* Aim of the task
List each line of the material below that contains the string "ymax".

:: Input for this task ::

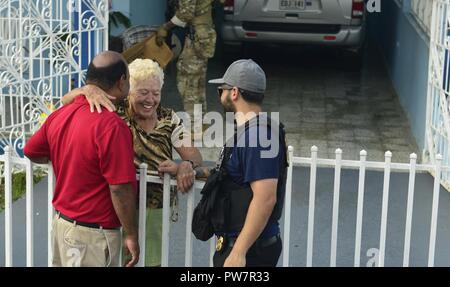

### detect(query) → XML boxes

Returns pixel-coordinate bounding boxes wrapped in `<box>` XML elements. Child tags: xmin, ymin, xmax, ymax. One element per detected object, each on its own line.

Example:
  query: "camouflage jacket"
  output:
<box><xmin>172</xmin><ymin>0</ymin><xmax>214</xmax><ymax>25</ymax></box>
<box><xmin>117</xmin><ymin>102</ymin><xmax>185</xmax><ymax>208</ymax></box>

:::
:: Input for this task ::

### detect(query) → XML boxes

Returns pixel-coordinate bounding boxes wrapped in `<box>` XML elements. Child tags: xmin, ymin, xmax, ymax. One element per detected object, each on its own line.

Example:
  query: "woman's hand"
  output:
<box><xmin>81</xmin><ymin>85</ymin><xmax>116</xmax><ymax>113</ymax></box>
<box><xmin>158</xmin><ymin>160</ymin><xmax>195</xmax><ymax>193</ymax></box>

:::

* Written solution
Returns pixel-coordinate bounding boxes wrapped in `<box>` XML elements. Child tags: xmin, ymin, xmax, ymax. One element per detected object, each on its own line.
<box><xmin>172</xmin><ymin>0</ymin><xmax>214</xmax><ymax>25</ymax></box>
<box><xmin>117</xmin><ymin>102</ymin><xmax>185</xmax><ymax>208</ymax></box>
Returns pixel-coordinate bounding boxes wrapped in `<box>` XML elements. Child tags: xmin, ymin, xmax, ymax. One element per detected object, each on its own line.
<box><xmin>81</xmin><ymin>85</ymin><xmax>116</xmax><ymax>113</ymax></box>
<box><xmin>158</xmin><ymin>160</ymin><xmax>195</xmax><ymax>193</ymax></box>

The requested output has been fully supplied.